Try it:
Write out the part of the query documentation that begins at the words "for token in" and stops after the words "all available properties.", copying it unchanged.

Segment Start: Given passage

Enable web search augmentation for questions that may need external information.
conversation_upload_ids
List[str]
List of upload IDs to include as additional context for this query.

Non-streaming response

result = client.query("What is ACME's revenue?")
Returns a dict with:
{
  "success": true,
  "summary": "ACME Corp reported $50M revenue in Q4 2025...",
  "session_id": "sess_abc123",
  "total_facts": 12,
  "total_chunks": 5,
  "metadata": {
    "entities": ["ACME Corp"],
    "model": "gpt-4o-mini",
    "search_time": "1.2s"
  }
}

Streaming response

resp = client.query("Summarize Q4 results", stream=True)
for token in resp:
    print(token, end="", flush=True)

# Metadata available after iteration
print(resp.total_facts)
print(resp.sources)
See StreamingResponse for all available properties.

Response modes

# Fast, concise answer
result = client.query("Who is ACME's CEO?", response_mode="chat")

# Reasoning chains included
result = client.query(
    "Why did revenue decline in Q3?",
    response_mode="thinking"
)

Segment End: Given passage
Segment Start: Supplied information

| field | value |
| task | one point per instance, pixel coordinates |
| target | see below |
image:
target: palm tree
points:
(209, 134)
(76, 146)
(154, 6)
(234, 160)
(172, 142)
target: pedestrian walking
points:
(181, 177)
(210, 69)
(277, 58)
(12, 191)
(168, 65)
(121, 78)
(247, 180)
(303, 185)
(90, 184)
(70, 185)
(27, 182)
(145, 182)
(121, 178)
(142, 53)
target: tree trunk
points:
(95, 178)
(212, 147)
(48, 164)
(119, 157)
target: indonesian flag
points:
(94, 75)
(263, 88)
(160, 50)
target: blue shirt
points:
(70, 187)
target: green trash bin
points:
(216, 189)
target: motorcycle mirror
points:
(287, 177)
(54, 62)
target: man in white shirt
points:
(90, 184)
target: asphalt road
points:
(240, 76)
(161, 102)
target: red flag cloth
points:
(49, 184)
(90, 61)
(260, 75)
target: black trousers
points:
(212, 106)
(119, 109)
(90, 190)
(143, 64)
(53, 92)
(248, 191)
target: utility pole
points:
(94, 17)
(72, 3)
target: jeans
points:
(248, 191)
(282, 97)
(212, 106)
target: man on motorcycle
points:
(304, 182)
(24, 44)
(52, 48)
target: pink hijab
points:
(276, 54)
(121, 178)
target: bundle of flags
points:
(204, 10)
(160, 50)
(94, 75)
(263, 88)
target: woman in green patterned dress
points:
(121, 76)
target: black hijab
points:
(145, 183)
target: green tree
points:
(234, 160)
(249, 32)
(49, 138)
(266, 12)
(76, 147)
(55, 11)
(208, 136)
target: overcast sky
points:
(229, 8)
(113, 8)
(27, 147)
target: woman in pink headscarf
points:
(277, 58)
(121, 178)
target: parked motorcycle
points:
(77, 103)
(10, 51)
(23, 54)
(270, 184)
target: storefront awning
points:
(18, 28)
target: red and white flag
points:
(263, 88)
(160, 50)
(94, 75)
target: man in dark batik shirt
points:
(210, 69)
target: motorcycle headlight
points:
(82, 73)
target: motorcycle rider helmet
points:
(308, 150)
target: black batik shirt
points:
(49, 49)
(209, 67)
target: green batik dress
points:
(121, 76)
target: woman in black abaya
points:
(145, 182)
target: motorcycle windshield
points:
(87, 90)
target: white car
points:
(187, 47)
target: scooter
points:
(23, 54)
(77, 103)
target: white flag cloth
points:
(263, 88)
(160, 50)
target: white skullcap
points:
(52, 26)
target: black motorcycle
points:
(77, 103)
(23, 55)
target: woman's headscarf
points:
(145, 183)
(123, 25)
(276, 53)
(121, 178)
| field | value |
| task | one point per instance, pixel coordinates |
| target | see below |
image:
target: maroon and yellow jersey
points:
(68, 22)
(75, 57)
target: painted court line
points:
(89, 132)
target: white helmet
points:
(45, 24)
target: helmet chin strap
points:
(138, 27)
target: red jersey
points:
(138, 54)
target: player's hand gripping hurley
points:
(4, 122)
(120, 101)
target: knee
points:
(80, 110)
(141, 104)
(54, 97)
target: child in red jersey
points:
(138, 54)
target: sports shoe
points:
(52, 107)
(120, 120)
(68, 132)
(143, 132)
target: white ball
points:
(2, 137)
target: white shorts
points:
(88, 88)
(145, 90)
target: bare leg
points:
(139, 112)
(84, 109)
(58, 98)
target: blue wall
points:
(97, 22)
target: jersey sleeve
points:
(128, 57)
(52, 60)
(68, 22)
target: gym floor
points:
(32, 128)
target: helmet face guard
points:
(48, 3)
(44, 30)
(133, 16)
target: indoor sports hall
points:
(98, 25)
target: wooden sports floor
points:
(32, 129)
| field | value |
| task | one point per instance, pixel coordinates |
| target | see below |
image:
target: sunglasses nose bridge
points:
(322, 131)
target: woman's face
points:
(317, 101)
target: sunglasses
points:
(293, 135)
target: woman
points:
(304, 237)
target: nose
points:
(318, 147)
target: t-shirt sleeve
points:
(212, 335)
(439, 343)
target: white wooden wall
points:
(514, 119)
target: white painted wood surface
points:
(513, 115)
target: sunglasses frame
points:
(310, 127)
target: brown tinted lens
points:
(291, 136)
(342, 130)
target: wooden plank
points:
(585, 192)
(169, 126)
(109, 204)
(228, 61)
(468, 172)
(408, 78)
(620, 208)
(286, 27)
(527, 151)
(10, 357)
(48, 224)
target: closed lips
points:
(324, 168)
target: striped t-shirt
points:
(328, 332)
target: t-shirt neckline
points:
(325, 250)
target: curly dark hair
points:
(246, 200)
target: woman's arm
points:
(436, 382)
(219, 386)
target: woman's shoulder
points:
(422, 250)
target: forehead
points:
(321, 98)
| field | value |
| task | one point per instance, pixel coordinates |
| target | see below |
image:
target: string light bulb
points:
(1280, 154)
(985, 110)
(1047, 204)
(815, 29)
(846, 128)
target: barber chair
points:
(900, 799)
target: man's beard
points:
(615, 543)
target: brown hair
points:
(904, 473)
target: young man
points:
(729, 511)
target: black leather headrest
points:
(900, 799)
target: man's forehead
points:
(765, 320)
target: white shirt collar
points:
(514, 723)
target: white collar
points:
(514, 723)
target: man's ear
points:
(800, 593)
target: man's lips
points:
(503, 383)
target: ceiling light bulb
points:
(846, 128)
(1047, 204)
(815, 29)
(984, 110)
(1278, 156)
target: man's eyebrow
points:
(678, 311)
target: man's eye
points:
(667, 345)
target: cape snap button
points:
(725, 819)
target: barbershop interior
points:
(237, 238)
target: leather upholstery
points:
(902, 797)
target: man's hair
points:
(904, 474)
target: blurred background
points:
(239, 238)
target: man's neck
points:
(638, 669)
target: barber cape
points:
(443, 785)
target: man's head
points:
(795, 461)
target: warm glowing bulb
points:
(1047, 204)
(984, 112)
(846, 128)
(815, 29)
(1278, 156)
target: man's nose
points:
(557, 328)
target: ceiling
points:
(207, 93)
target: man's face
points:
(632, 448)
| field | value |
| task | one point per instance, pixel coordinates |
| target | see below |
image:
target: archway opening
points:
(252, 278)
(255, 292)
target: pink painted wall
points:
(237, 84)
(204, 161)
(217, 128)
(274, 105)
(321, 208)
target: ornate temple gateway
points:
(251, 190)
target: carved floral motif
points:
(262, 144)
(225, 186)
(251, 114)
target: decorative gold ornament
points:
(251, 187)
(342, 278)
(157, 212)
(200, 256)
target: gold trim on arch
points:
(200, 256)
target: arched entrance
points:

Segment End: Supplied information

Solution:
for token in resp:
    print(token, end="", flush=True)

# Metadata available after iteration
print(resp.total_facts)
print(resp.sources)
See StreamingResponse for all available properties.